Les chiffres sur la pollution plastique sont vertigineux :
Le monde produit annuellement 400 millions de tonnes métriques de plastiques. La vitesse de croissance de cette production est hors contrôle. Au rythme actuel, celle-ci atteindra environ 1.1 milliard de tonnes métriques en 2050.
Les plastiques sont responsables de 1.8 millard de tonnes métriques d’émissions de gaz à effet de serre. Celle-ci viennent de l’extraction du pétrole et du gaz, le processus de production de ces plastiques et l’incinération et le recyclage en fin de vie. C’est déjà plus que le secteur de l’aviation dans son ensemble. Les prévisions de l’OCDE tablent sur un chiffre de 2.5 milliards de tonnes métriques en 2050.
Les plastiques sont une pollution de notre biosphère et représente une grosse part des déchets non recyclés et finissent dans notre environnement. Il est estimé qu’un tiers des plastiques produits finit dans les sols, les courants d’eau et les océans Les statistiques sont absolument catastrophiques comme le montre cet article de la BBC sur le sujet. De grandes concentrations de plastique océanique sont clairement visibles depuis l’espace en mer Méditerranée Orientale et en Mer Jaune( entre la Chine et la Corée).
Les plastiques ont un impact négatif sur la santé à travers l’impact des microplastiques qui pénètrent dans les vaisseaux, les cellules du corps, le cerveau. Les microplastiques qui résultent de la dégradation des polymères sont partout dans notre environnement (nourriture, eau, océans, environnement). Les recherches ne font que débuter sur le sujet mais il est clair que l’impact sanitaire des microplastiques sur la santé est très fort.
Pourquoi s’attaquer aux plastiques textiles est une priorité ?
Tout d’abord, le textile est avec les emballages et la construction un des trois secteurs principaux utilisant des plastiques et représente 14% de de la demande mondiale.
Les fibres naturelles (coton, lin etc) ne représentent plus qu’un tiers des fibres textiles. Les 2/3 sont maintenant constituées de fibres synthétiques plastiques (Nylon, Polyester etc) et la demande explose pour les fibres synthétiques qui permettant de produire de plus en plus vite des vêtements à bas coût notamment à cause du phénomène de «fast fashion» et même maintenant de «l’extra fast fashion».
Cette conjugaison de très bas coûts et d’attrait pour le changement fréquent de vêtements conduit ainsi à une croissance exponentielle des volumes de fibres synthétiques.
Les plastiques textiles sont aussi un contributeur majeur et croissant à la pollution par les microplastiques. Les rapports de recherche estiment que le textile est la première source de pollution en microplastiques dont les rejets dans les océans ont été multipliés par dix depuis 2005, avec 171.000 milliards de microparticules flottant désormais. Parmi les contributeurs à cette pollution, le textile est ainsi le premier pollueur avec 35% du total devant les pneus (28%).

(Identification des lieux)
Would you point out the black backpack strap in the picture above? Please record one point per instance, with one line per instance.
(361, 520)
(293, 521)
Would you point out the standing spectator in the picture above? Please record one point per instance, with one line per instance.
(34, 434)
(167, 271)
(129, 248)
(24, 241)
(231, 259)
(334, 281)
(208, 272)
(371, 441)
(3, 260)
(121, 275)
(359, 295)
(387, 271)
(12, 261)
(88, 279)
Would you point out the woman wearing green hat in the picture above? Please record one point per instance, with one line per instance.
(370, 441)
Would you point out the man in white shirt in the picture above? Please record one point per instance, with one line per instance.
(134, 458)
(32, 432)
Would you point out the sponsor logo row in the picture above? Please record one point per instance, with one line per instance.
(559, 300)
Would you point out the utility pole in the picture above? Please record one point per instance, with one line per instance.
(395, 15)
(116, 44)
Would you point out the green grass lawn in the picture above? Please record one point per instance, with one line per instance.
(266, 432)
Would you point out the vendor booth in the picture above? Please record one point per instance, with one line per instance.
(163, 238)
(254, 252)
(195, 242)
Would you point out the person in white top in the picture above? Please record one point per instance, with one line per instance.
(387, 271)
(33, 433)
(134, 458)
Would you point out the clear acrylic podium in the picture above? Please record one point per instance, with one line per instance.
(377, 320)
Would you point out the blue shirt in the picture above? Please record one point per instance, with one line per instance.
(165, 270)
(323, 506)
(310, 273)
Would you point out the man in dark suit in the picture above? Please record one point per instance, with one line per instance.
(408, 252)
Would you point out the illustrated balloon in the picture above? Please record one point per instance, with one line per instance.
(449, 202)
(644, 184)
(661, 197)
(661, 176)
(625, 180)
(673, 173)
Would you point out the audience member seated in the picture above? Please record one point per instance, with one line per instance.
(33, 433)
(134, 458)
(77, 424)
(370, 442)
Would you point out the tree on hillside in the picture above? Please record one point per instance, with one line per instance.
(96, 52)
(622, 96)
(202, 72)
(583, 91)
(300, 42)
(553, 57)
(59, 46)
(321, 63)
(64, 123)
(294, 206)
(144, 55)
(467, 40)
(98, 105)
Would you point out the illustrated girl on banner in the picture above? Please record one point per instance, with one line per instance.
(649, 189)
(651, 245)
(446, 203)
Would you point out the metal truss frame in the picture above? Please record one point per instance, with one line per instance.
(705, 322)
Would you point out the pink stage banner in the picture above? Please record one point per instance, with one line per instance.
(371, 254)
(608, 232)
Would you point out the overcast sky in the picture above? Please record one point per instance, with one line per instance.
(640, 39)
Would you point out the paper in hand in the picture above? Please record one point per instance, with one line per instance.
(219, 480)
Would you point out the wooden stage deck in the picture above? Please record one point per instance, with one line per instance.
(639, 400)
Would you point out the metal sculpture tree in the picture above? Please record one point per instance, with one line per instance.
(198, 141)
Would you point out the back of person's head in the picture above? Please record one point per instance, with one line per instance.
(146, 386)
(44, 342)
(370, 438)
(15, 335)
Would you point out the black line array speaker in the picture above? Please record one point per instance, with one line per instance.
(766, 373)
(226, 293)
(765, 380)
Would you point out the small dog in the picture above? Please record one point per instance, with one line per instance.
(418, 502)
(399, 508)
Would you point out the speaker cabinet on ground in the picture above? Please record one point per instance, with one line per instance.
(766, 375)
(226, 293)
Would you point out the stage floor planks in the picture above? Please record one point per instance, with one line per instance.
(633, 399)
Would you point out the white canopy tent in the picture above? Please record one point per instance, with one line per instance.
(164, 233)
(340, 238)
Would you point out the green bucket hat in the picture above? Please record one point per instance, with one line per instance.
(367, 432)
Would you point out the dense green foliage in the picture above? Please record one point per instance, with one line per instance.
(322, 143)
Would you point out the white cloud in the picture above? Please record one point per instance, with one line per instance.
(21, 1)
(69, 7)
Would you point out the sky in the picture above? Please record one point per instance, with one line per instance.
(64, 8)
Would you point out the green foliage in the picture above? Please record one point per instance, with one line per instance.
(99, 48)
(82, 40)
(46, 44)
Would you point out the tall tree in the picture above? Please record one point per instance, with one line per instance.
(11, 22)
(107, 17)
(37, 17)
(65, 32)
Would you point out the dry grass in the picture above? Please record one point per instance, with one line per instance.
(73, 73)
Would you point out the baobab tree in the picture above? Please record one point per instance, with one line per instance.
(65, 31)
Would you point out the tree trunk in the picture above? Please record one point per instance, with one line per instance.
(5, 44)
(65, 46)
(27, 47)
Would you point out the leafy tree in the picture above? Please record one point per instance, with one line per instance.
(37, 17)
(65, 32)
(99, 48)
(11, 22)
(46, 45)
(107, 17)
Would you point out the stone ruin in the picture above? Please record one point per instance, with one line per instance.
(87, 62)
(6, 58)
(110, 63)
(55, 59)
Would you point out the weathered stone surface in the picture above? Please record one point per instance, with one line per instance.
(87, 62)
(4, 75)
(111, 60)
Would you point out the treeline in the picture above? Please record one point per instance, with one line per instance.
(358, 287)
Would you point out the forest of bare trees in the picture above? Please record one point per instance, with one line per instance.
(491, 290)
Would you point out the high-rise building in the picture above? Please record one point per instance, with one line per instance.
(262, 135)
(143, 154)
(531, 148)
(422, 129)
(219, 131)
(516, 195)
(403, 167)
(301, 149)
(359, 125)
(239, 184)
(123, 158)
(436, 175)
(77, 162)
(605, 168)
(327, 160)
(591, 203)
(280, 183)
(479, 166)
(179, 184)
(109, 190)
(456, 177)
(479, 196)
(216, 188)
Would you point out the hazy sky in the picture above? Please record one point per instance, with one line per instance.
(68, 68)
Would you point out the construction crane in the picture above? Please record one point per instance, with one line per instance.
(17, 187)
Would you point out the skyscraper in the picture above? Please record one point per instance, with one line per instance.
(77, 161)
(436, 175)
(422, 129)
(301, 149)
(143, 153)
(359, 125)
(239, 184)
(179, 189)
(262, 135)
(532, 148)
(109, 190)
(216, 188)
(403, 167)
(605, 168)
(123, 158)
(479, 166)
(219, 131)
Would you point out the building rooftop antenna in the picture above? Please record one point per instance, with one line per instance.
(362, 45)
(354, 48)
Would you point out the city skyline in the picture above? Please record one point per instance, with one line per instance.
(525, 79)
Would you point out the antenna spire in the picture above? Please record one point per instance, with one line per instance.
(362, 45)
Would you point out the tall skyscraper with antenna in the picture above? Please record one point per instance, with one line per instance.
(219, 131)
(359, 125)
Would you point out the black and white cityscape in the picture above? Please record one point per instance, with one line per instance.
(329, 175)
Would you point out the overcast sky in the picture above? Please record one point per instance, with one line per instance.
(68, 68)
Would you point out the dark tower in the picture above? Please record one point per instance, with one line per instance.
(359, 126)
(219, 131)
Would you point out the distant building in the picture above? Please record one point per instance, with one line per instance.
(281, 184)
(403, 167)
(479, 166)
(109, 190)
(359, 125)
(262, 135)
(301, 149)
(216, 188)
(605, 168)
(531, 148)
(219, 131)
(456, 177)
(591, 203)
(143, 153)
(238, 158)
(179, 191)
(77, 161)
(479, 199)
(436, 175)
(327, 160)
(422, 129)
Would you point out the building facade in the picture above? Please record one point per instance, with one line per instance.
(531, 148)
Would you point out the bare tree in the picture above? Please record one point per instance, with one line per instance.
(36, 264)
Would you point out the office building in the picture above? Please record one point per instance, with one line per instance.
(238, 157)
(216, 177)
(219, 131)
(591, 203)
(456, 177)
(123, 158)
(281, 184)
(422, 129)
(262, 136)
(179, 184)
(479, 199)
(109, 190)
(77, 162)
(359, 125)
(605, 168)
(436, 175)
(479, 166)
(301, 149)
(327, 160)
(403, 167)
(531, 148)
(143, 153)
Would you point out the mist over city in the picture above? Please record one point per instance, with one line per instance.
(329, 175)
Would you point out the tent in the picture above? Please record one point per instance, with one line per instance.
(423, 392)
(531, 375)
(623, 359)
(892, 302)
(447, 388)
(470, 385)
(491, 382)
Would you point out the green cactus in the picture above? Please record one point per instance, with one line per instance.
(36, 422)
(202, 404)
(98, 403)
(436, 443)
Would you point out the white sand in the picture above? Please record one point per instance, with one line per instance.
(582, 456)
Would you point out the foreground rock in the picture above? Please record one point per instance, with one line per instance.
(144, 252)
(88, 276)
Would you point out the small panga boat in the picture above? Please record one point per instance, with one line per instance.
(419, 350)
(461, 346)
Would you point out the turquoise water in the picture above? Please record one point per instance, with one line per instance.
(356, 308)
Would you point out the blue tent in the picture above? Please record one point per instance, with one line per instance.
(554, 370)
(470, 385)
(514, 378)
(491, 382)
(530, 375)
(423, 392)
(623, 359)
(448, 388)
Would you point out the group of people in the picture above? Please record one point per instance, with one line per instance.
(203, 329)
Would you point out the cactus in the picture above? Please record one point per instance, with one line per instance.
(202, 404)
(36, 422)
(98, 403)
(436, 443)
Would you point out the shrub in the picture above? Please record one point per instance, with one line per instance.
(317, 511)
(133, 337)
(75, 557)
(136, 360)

**Consigne écrite**.
Rédigez la suite du texte sur la pollution plastique, en partant de sa dernière phrase.

**Réponse attendue**.
Enfin ce secteur n’a jusque la pas été considéré comme une priorité par les pouvoirs publics dont les efforts sur la maitrise du plastique ont porté plutôt sur les emballages et sur l’élimination des plastiques à usage unique. Nous constatons ainsi plusieurs points de retard pour ce secteur :
L’environnement réglementaire et de protection pour les textiles plastiques est encore balbutiant. Nous pouvons citer la loi AGEC anti-gaspillage qui introduit pour la première fois des normes. Les règles concernant les textiles importés massivement de pays en voie de développement ne sont pas encore très abouties.
Nous constatons qu’il n’y a pas de gros efforts d’éducation et de vulgarisation sur le sujet de l’habillement responsable.
Le secteur textile a peu de marge manœuvre dans nos pays développés pour améliorer sa production sur le plan environnemental alors même qu’il doit employer toute son énergie à survivre et à affronter des difficultés économiques et de compétition avec les productions «low-cost» en provenance des pays en voie de développement.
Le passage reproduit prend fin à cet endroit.